**Reading text:**
Among refugee children, emotional and spiritual healing are the greatest needs. Meeting these needs has a major impact on their ability to learn and cope with life’s challenges after living through the loss of their entire way of life: family members, friends, schools, and homelands.
Sharon Saline, a clinical psychologist with expertise in trauma-related impact on adolescent mental health, explains, in an October, 2018 Education Today article:
“Relying more on the quick fight-or-flight reactions means that it’s easier for these kids to jump to anxiety and agitation. It can also be harder for them to form lasting friendships, to know how to soothe themselves when upset, and to process their feelings appropriately. Often, they mature more slowly, hanging out with younger kids and preferring comfortable social situations.”
The ripple effect of trauma destroys children’s natural trust for adults, and therefore, makes bonding with teachers and other authority figures that much more difficult.
Emotional and spiritual healing are in many ways one and the same; both impact a child’s ability to develop faith in anything, or anyone. God may seem cruel, absent, or uncaring to many children who have seen the horrors of war and religious persecution.
While most children in tent schools are from Muslim families, they find healing in their compassionate, understanding teacher representing the hands, feet and heart of Jesus. Building trust is the first step toward learning again, and then taking more steps toward trusting in God, adults, making new friends and seeing through eyes of hope.
Here is what one tent school teacher in Lebanon, Nivine Choaib, observes:
“The most rewarding part [of my job] is when I see my students’ progress educationally, and see them change for good. Spiritually, this gives me a lot of encouragement when I see them memorizing verses and singing for the Lord. That gives me more energy to press forward.”
We believe in a God that “heals all our diseases.” We want to continue to demonstrate this healing among the refugee and displaced children and their families wherever God calls us, and to those most in need of the Good News, the healing balm of God’s grace.
As we close this season of giving and the calendar year, we invite you to join in the healing taking place in the hearts, minds and souls of refugee children so that God may be glorified!
Thank you, and may God heal your every hurt during this wonderful season. Merry Christmas!

**Dataset records:**
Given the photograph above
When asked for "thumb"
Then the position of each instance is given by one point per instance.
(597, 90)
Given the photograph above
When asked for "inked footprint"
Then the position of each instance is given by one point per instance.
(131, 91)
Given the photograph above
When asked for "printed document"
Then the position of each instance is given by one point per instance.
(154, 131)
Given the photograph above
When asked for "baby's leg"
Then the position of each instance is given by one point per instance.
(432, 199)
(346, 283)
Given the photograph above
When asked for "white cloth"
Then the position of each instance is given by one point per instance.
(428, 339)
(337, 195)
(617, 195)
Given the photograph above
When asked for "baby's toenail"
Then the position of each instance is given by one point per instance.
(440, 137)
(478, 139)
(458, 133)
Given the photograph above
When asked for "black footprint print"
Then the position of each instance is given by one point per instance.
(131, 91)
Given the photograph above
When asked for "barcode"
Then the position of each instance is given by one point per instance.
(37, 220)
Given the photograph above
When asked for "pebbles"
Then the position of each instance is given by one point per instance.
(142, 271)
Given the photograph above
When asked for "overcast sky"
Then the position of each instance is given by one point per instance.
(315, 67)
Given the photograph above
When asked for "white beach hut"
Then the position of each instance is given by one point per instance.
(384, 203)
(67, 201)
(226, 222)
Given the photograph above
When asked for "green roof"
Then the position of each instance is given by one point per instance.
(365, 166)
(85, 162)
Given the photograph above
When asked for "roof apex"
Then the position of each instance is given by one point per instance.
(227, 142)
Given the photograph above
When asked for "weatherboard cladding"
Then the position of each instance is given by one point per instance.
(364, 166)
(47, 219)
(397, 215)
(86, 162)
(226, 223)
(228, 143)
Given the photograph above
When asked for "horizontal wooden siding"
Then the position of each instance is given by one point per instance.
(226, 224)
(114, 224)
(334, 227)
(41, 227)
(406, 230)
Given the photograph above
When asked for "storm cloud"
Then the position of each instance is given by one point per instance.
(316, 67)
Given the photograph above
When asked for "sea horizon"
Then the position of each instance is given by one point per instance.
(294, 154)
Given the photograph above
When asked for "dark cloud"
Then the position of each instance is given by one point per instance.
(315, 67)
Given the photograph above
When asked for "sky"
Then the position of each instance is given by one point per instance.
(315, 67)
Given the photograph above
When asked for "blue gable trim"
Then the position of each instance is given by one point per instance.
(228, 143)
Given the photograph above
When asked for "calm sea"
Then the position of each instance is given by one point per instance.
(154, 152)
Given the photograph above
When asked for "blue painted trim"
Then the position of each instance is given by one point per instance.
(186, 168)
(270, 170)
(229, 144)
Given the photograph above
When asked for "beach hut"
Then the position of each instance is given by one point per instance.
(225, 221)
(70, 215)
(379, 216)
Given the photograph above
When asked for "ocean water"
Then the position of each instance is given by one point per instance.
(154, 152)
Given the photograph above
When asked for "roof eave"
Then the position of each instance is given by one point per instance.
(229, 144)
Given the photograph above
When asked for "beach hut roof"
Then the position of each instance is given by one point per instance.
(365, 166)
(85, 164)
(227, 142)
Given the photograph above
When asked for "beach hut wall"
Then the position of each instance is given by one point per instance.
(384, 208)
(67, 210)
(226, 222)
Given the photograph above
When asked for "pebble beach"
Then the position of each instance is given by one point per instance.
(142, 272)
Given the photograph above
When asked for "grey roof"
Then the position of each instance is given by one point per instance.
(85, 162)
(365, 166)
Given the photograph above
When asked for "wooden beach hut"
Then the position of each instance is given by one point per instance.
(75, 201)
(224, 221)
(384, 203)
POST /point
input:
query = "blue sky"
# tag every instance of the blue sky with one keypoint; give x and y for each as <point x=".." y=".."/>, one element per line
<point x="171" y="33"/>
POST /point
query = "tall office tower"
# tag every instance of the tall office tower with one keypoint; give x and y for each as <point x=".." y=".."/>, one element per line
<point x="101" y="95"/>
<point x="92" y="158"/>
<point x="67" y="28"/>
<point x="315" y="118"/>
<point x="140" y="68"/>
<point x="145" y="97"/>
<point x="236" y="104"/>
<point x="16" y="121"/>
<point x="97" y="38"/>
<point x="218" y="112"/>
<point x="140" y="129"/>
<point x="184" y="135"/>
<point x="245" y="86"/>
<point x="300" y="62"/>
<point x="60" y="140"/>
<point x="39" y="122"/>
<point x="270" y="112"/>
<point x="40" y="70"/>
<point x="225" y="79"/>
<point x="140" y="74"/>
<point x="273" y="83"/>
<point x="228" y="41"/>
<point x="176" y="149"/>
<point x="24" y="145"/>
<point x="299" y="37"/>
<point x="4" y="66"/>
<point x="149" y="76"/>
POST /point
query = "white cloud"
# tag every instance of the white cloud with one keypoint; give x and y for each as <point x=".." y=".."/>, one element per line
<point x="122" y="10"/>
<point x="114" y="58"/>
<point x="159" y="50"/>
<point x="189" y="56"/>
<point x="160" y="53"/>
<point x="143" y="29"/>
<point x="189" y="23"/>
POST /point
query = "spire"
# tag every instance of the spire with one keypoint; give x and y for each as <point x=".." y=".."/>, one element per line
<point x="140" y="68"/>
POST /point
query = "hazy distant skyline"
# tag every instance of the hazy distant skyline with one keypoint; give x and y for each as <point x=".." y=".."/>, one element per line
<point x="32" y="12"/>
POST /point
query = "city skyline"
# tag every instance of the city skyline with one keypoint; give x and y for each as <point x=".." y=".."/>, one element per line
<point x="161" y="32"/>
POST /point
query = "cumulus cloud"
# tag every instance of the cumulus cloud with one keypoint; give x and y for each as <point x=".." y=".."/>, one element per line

**Task list:**
A) In the text about refugee children, what country does the tent school teacher Nivine Choaib teach in?
B) Summarize the text about refugee children in two sentences.
C) In the text about refugee children, reproduce the part from "We believe in" to "of God’s grace.".
None of the records are needed for what comes next.

**Task results:**
A) Lebanon.

B) Refugee children most need emotional and spiritual healing, because trauma makes them prone to anxiety, slows their social growth and destroys their trust in adults and in God. Compassionate tent school teachers help them rebuild that trust as a first step toward learning again, and the writers invite readers to join in this healing during the season of giving.

C)
We believe in a God that “heals all our diseases.” We want to continue to demonstrate this healing among the refugee and displaced children and their families wherever God calls us, and to those most in need of the Good News, the healing balm of God’s grace.